→ PROVIDED RECORDS:
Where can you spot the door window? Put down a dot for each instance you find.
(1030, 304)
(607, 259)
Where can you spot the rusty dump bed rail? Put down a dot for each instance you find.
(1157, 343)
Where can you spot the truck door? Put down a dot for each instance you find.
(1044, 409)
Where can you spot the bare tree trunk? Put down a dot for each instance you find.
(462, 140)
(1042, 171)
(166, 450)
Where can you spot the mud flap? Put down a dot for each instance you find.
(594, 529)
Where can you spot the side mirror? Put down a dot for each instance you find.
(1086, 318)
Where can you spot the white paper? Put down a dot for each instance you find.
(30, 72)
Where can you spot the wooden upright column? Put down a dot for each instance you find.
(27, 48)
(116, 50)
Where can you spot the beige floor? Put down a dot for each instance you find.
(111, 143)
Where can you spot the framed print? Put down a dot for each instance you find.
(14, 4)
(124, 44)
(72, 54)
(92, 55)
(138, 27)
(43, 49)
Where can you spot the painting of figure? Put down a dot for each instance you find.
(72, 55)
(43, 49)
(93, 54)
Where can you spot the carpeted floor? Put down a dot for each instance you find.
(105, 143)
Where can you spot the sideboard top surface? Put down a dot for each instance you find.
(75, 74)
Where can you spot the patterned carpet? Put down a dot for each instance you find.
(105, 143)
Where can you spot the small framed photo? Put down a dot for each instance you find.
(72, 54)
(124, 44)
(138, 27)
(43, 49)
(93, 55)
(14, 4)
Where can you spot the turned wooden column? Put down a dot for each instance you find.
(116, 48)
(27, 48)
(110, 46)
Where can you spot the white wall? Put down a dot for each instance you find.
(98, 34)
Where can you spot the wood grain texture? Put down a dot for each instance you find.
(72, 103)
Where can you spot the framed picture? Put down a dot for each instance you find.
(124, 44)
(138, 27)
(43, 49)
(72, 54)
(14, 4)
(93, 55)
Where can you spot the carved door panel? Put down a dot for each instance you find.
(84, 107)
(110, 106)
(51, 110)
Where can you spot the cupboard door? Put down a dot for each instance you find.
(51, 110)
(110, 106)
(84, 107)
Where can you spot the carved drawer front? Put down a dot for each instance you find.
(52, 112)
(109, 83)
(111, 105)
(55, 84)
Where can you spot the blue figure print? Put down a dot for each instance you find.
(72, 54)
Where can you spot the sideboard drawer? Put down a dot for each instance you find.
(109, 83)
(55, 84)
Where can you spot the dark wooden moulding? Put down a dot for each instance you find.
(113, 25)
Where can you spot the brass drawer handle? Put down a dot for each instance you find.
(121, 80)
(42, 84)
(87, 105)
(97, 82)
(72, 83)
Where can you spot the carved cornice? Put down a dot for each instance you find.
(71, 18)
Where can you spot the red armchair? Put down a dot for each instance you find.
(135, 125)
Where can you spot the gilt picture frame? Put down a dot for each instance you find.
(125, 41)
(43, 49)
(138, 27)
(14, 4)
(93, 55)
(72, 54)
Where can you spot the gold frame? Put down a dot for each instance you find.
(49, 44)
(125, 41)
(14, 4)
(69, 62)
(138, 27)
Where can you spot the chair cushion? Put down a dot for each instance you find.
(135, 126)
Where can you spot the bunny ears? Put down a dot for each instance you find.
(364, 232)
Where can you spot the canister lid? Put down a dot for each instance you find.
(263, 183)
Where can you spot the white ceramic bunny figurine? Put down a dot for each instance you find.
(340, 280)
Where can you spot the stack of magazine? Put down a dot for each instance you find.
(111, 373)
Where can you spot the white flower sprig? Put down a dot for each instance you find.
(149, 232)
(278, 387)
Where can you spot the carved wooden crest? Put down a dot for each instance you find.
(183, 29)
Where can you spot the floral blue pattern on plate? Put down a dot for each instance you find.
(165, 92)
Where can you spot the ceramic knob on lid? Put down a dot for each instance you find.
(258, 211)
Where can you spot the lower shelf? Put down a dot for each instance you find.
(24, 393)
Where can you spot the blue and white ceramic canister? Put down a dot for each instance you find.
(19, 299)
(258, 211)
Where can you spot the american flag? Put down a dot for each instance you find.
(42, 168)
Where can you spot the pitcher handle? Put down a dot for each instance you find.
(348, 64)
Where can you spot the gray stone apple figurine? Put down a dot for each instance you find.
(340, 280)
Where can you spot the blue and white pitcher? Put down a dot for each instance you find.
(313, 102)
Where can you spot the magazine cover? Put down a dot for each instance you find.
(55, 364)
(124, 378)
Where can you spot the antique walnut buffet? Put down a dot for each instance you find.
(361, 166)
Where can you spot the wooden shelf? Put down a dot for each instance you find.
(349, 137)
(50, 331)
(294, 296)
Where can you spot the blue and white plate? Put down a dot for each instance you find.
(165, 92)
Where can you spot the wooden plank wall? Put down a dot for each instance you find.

→ TASK REQUIREMENTS: Could you give everything from the line containing "Where can you spot the wooden shelf?" down to the end of the data again, swapping "dot" for "marker" and leaving all else unchanged?

→ FULL ANSWER:
Where can you spot the wooden shelf? Put down a marker for each instance you find.
(349, 137)
(50, 331)
(294, 296)
Where can you spot the blue and white plate? Put down a marker for each instance you find.
(165, 92)
Where can you spot the wooden plank wall? Put down a marker for each instance you find.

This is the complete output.